### Problem to solve
Only one stretch of the data is wanted: the line containing "In this photo, each instance of the paving", the line containing "In this photo, each instance of the lamp", and every line between them, copied exactly.

___ Given records ___

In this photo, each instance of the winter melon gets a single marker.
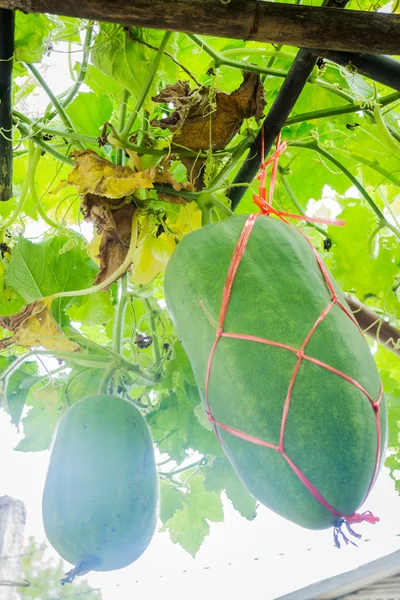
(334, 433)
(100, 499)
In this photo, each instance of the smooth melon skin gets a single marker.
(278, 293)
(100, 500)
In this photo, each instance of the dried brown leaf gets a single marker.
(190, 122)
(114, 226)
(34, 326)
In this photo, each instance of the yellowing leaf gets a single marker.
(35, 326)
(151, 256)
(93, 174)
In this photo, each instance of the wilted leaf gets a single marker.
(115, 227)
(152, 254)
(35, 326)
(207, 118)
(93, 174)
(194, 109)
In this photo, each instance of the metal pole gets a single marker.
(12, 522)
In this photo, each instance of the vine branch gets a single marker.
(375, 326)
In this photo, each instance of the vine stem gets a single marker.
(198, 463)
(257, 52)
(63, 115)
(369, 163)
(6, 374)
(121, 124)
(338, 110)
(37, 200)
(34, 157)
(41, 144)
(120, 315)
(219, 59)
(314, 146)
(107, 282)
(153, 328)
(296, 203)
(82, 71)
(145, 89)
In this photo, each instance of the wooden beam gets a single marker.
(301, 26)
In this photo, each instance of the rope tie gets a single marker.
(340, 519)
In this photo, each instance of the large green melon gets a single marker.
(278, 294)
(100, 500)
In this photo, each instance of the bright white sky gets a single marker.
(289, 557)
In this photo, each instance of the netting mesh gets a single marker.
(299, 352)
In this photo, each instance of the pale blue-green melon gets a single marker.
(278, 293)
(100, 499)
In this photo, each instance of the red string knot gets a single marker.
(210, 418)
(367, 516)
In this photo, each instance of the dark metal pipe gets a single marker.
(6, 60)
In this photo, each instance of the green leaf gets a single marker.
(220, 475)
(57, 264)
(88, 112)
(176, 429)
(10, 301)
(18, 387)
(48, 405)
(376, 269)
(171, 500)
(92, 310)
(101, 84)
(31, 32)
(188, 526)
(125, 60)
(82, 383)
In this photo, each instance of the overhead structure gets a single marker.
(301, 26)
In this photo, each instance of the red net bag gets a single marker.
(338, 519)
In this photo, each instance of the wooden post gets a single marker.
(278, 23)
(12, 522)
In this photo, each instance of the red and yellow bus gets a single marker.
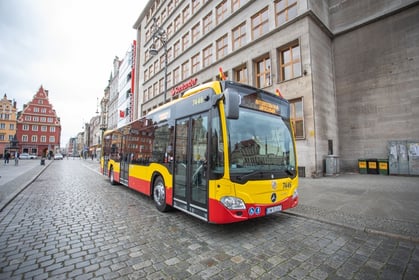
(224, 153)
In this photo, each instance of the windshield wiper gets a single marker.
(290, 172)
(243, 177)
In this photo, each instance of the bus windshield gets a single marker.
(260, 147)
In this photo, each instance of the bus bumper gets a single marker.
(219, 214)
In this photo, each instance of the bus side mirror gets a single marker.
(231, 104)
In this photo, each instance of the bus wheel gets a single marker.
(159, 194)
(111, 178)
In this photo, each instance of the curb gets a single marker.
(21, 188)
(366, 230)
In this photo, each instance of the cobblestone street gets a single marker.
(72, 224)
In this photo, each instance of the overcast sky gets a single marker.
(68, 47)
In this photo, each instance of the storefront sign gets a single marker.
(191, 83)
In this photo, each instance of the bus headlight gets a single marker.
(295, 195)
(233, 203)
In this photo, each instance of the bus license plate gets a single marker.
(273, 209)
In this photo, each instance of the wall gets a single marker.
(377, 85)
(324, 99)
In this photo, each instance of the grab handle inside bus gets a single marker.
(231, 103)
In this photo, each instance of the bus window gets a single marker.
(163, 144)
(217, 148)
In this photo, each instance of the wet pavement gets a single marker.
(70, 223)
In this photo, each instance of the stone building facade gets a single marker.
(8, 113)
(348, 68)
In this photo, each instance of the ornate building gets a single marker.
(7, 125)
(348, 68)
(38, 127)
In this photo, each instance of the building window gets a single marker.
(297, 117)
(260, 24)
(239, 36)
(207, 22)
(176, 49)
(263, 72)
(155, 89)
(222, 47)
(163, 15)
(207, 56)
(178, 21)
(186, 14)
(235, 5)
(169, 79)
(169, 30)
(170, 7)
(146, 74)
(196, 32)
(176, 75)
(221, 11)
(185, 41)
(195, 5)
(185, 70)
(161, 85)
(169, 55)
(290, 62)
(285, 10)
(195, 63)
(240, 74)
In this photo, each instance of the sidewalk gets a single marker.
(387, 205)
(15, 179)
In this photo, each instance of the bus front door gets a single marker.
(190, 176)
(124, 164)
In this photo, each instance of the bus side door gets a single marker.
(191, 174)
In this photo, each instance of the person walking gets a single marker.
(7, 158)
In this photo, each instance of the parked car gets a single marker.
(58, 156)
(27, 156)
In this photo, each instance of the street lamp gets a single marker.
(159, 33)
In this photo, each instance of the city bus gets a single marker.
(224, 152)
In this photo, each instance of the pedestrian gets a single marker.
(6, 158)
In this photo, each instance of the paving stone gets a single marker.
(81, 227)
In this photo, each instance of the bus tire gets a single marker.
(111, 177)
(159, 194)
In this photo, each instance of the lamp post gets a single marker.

___
___ Given records ___

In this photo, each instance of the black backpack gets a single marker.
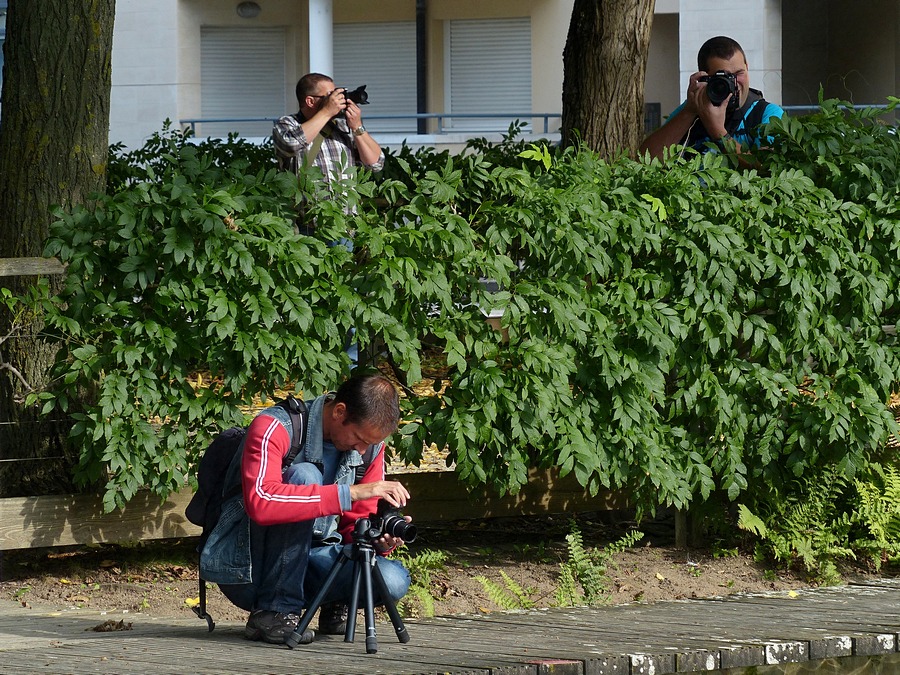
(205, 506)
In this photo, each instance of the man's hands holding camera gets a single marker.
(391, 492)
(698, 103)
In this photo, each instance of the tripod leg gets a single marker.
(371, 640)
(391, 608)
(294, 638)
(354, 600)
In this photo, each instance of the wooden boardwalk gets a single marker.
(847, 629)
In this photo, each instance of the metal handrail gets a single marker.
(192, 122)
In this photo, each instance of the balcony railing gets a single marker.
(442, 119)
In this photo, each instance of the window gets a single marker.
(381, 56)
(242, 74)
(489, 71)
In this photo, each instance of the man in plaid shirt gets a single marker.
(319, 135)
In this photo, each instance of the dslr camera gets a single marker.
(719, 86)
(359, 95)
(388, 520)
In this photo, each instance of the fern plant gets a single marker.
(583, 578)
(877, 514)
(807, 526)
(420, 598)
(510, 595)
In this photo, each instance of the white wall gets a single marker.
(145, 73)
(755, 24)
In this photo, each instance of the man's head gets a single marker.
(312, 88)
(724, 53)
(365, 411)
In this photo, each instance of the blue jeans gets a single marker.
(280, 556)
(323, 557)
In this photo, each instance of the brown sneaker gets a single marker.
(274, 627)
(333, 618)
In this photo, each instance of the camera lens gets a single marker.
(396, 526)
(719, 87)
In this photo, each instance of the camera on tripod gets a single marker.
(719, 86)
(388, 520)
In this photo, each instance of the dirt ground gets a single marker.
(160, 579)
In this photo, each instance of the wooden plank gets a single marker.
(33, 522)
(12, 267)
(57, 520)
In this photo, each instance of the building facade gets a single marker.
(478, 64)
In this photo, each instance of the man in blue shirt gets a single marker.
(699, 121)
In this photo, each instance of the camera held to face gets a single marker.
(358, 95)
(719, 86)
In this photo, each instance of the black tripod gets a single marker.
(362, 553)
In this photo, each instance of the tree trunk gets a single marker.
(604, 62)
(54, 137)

___

### Task result
In this photo, each instance of the paving stone gets a single marker.
(81, 227)
In this photo, each instance of the bus tire gets a single marker.
(111, 177)
(159, 194)
In this photo, each instance of the lamp post gets a single marker.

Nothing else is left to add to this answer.